■ To do: Please set out each line of the material below as a JSON list of strings, one string per line, and leave out any blank lines.

■ Records for processing:

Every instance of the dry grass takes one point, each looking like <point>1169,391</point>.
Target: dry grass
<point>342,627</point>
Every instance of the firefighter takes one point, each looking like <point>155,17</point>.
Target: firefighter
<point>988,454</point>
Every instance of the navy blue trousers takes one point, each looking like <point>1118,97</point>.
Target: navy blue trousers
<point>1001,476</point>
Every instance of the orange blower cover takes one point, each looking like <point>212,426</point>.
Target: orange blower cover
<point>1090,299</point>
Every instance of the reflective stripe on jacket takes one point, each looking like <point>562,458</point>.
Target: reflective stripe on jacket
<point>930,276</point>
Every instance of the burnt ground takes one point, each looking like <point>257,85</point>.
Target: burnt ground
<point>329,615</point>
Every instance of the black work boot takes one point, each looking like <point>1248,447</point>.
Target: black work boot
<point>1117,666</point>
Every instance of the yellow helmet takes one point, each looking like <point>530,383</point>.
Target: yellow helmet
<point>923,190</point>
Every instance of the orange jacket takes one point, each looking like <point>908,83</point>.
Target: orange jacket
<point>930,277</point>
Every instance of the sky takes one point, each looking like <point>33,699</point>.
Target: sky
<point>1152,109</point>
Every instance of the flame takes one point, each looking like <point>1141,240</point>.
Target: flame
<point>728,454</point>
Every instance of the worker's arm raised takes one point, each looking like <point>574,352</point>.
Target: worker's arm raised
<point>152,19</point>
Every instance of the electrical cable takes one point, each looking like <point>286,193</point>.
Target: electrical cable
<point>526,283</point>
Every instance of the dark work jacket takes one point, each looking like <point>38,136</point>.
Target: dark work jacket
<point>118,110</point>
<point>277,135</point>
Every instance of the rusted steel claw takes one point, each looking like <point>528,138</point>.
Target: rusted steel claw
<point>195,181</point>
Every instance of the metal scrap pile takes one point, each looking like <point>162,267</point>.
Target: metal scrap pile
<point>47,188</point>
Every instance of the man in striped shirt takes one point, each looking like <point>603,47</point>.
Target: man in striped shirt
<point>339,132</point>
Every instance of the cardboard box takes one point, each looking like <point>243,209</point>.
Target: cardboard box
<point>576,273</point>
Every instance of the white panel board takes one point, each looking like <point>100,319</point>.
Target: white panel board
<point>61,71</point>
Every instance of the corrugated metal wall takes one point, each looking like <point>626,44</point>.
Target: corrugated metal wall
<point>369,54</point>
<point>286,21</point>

■ Reply:
[
  "Every instance of the dry grass takes one point, each looking like <point>1169,391</point>.",
  "Target: dry grass",
  "<point>342,627</point>",
  "Every instance of the firefighter takes one point, each looking like <point>155,17</point>.",
  "Target: firefighter",
  "<point>988,454</point>",
  "Every instance of the navy blue trousers takes one point, each looking like <point>1118,97</point>.",
  "Target: navy blue trousers",
  "<point>1001,476</point>",
  "Every instance of the orange blower cover takes one point, each looking like <point>212,426</point>.",
  "Target: orange blower cover",
  "<point>1090,299</point>",
  "Every instance of the reflective stripe on jacket takes one point, each looking like <point>562,458</point>.",
  "Target: reflective stripe on jacket",
  "<point>930,276</point>",
  "Every instance of the burnt ground takes one point, each looking like <point>257,85</point>.",
  "Target: burnt ground",
  "<point>329,615</point>",
  "Every instance of the black work boot takes one point, each looking like <point>1248,447</point>.",
  "Target: black work boot",
  "<point>1117,666</point>",
  "Every instance of the yellow helmet takes one point, each looking like <point>530,383</point>.",
  "Target: yellow helmet",
  "<point>923,190</point>",
  "Every instance of the orange jacket takes one point, each looking like <point>908,83</point>.",
  "Target: orange jacket",
  "<point>930,277</point>",
  "Every instance of the sky takes one point, each looking like <point>33,699</point>.",
  "Target: sky",
  "<point>1152,109</point>",
  "Every instance of the flame takes one point, each looking like <point>1141,240</point>.",
  "Target: flame",
  "<point>728,454</point>",
  "Every instance of the worker's arm raised takes one point, each looking like <point>574,352</point>.",
  "Target: worker's arm raised",
  "<point>152,19</point>",
  "Every instance of the electrical cable takes one point, each looking like <point>286,193</point>.",
  "Target: electrical cable",
  "<point>526,283</point>",
  "Every instance of the dark work jacket takes one point, each looking like <point>38,136</point>.",
  "Target: dark work jacket",
  "<point>118,110</point>",
  "<point>277,135</point>",
  "Every instance of the rusted steel claw takes one point, each looking like <point>528,138</point>.",
  "Target: rusted steel claw",
  "<point>195,181</point>",
  "Every instance of the metal scrap pile takes one point, each looking like <point>162,267</point>.",
  "Target: metal scrap pile",
  "<point>47,188</point>",
  "Every instance of the man in striped shirt takes one point, each looking like <point>603,47</point>.",
  "Target: man in striped shirt",
  "<point>339,132</point>",
  "Every instance of the cardboard box takes one point, each looking like <point>243,209</point>.",
  "Target: cardboard box",
  "<point>576,273</point>",
  "Every instance of the white panel board takes one point, each looking like <point>100,319</point>.",
  "Target: white panel board",
  "<point>61,71</point>",
  "Every instance of the corrugated metal wall takes one point, each looking like <point>626,44</point>.",
  "Target: corrugated metal wall",
  "<point>369,54</point>",
  "<point>286,21</point>"
]